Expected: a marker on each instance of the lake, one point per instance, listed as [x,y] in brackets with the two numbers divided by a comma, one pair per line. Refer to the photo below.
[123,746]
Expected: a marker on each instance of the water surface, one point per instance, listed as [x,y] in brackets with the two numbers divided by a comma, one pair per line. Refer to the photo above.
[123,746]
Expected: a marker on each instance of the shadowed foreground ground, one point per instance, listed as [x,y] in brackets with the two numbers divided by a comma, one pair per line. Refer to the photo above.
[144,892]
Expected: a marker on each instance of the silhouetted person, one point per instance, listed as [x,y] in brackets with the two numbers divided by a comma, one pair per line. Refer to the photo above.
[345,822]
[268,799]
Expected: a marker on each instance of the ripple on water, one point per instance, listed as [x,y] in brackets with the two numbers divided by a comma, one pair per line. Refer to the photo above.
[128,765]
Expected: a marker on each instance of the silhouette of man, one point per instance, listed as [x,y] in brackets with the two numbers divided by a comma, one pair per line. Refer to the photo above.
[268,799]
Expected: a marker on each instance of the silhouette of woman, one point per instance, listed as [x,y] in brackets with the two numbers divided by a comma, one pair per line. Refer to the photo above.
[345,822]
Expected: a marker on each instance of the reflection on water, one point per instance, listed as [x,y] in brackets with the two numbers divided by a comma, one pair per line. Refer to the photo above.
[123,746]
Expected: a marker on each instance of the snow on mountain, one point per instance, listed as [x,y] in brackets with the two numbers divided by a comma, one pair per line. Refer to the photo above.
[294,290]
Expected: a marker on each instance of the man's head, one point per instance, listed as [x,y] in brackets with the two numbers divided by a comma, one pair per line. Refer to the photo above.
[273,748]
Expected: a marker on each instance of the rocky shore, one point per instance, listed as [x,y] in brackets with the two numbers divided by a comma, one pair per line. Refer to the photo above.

+===+

- **Task to carry out**:
Retype exactly the lines from the one containing "of man, one" through the last line of the records above, including both.

- **Exercise response**:
Expected: a marker on each instance of the silhouette of man, one point per instance, listed as [x,y] in brackets with the two numbers divided by a comma, one pair per line. Refer to the photo above.
[268,799]
Expected: a marker on each instance of the silhouette of woman, one point per instance, listed as [x,y] in brackets with the two numbers divided by a comma, one pair per line. Refer to the photo above.
[345,822]
Expected: a marker on each instance of the reflection on water, one point per instance, listed as [x,y] in brackets with the two numbers divided by a comma, one pair per line. Refer to the photo above.
[123,746]
Expected: a marker on each instance of the snow on mountain, one point per instance, listed as [x,y] in brackets with the two numbers divided by a comma, one pair per line. Refer to the photo above.
[294,290]
Expected: a marker on each instance of the man's head, one point per instance, listed as [x,y] in brackets with the two numbers divided by a comma, one pair per line. Refer to the photo above.
[273,748]
Expected: a marker on each instance of the rocky shore, one point per instance, listed as [x,y] in brackets with the two numbers divided by a comma, one pair per line. Refer to the photo above.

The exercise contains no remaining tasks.